> What you will do:
**a.** In the last sentence of the gratitude entry, what three things does the writer say d is to them?
**b.** According to the gratitude entry, what did the writer and d talk about at length over dinner yesterday?

> Text:
--------

2/4/16
i'm thankful that i woke up in the middle of the night and had the shitty kind of thoughts your brain produces when you're stressed about something and you wake up in the middle of the night. i'm thankful that this is a rarity for me now, whereas it used to be a norm. i'm thankful that in the middle of the night i could hold onto the handhold of knowing that the thoughts were irrational, even though conscious knowledge doesn't totally work as a protective device against middle of the night thoughts. i'm thankful that eventually morning came and that though i am more tired than i usually am, i feel mostly better now. i'm thankful to have the whole weekend ahead of me, stretching out like a field under a white sky.
i'm thankful to be so impressed by d lately. i'm thankful for the long conversation we had about work at dinner yesterday and i'm thankful that there's no word besides impressed that describes how incredible i find the things she's doing now. i'm thankful to have always found her incredible and impressive but i'm thankful to feel that she's coming into her own and is growing and changing as a person in a way that makes it possible for her to accomplish all these new things that she didn't know she was capable of before, or didn't even know she wanted to be capable of. i'm thankful for how happy that seems to be making her, how driven and purposeful, even if it also brings new kinds of stress, and i'm thankful to do what i can to help her alleviate those stresses and find balance. i'm thankful that we love and support each other in all things and that she is my best friend in addition to being my wife and the woman i love.

--------

> Records excerpted from a collection:
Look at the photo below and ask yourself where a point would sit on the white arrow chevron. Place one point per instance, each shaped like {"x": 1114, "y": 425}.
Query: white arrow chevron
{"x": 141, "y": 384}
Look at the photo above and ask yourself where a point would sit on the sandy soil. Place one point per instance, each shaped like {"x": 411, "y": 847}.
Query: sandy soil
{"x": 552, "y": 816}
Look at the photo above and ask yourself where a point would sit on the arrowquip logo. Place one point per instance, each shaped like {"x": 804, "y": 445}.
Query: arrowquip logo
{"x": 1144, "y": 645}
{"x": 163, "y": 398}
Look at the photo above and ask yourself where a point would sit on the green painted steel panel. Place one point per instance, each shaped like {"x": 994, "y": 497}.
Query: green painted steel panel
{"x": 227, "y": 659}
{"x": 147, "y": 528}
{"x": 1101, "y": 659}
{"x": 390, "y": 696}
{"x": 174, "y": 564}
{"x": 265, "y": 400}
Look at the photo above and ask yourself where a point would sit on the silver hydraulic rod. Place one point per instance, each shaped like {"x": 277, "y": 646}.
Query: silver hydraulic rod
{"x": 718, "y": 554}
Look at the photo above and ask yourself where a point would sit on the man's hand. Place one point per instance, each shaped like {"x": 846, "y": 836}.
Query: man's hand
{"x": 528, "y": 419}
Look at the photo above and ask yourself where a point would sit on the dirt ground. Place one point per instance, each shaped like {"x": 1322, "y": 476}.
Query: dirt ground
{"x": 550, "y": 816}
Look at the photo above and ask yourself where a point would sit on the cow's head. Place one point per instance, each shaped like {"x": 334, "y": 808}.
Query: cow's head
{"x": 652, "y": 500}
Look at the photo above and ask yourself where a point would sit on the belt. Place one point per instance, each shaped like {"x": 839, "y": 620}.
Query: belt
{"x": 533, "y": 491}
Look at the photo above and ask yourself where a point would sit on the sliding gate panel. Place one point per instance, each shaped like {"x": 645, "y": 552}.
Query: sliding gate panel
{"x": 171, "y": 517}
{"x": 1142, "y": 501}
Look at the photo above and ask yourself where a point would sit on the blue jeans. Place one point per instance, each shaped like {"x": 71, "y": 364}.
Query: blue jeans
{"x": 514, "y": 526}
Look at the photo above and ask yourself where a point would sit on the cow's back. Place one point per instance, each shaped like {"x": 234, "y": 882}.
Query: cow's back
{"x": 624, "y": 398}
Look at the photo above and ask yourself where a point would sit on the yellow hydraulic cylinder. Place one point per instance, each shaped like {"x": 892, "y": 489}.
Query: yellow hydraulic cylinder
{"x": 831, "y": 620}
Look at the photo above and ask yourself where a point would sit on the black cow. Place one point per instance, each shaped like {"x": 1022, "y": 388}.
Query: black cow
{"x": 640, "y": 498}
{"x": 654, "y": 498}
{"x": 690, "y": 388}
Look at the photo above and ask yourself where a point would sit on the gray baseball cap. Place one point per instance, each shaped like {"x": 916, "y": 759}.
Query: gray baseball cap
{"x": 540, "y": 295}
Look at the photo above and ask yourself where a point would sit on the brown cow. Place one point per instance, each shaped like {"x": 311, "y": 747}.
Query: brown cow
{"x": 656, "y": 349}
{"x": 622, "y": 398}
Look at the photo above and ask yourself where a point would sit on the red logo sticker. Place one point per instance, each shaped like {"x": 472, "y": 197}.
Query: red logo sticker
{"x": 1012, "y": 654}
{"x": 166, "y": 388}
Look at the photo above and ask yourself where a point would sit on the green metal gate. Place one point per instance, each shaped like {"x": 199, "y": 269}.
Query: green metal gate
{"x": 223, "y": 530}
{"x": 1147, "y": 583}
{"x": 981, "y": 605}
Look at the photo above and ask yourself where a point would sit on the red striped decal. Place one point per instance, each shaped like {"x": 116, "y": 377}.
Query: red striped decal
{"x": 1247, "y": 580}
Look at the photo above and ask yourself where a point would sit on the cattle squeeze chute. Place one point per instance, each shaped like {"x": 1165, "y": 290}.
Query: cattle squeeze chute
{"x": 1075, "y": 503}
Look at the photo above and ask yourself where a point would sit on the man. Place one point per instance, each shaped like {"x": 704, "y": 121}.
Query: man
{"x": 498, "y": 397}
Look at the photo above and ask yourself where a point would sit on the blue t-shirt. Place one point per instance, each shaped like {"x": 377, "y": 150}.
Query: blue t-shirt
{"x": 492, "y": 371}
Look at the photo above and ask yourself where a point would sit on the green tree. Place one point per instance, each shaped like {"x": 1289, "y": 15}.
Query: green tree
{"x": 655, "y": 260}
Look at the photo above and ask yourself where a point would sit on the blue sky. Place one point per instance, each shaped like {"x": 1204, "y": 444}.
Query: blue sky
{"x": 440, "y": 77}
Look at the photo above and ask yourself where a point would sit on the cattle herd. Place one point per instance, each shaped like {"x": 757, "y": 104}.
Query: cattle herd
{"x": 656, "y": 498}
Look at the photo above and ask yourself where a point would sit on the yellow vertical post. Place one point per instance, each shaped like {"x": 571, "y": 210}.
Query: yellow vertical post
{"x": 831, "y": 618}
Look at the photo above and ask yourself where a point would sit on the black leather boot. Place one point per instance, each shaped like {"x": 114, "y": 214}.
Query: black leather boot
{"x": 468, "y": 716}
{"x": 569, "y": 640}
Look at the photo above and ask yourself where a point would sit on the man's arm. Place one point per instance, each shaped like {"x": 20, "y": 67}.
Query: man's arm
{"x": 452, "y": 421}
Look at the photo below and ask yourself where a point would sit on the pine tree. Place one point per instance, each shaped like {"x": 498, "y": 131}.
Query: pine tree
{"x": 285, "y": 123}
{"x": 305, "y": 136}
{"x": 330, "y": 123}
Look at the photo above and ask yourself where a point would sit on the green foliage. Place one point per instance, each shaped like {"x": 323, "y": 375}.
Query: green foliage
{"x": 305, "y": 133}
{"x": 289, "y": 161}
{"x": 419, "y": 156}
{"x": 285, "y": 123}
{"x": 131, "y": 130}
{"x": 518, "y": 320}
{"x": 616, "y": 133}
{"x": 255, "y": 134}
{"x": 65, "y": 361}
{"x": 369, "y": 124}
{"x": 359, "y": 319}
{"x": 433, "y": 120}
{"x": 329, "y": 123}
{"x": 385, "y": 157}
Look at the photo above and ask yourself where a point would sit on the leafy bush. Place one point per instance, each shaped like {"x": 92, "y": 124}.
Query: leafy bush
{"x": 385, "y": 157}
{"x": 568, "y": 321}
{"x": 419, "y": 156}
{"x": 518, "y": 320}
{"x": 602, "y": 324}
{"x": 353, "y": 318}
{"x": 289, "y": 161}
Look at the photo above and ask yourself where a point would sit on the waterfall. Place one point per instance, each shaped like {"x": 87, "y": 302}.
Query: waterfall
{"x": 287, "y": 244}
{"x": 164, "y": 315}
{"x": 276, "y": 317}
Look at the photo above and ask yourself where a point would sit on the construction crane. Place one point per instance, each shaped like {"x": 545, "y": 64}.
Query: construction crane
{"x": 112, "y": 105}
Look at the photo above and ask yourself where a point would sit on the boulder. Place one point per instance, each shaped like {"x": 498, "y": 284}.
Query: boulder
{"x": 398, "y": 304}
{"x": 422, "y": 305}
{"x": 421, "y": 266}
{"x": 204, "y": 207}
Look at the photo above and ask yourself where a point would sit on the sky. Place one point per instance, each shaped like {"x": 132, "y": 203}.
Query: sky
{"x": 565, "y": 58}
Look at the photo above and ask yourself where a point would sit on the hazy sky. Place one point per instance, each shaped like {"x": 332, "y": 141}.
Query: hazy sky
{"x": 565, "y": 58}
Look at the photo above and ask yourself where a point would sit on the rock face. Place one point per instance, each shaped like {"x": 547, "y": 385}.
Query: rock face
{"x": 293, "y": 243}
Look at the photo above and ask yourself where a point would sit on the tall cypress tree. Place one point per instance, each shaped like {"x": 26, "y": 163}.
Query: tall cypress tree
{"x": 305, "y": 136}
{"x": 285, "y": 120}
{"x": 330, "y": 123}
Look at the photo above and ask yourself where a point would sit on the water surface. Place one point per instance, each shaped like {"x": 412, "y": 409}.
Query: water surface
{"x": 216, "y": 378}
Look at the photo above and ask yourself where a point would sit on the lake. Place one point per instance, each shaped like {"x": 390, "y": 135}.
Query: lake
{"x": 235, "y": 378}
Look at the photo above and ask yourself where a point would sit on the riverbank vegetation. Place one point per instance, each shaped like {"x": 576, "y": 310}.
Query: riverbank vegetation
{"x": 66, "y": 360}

--------

> Results in order:
**a.** Best friend, wife, and the woman the writer loves.

**b.** Work.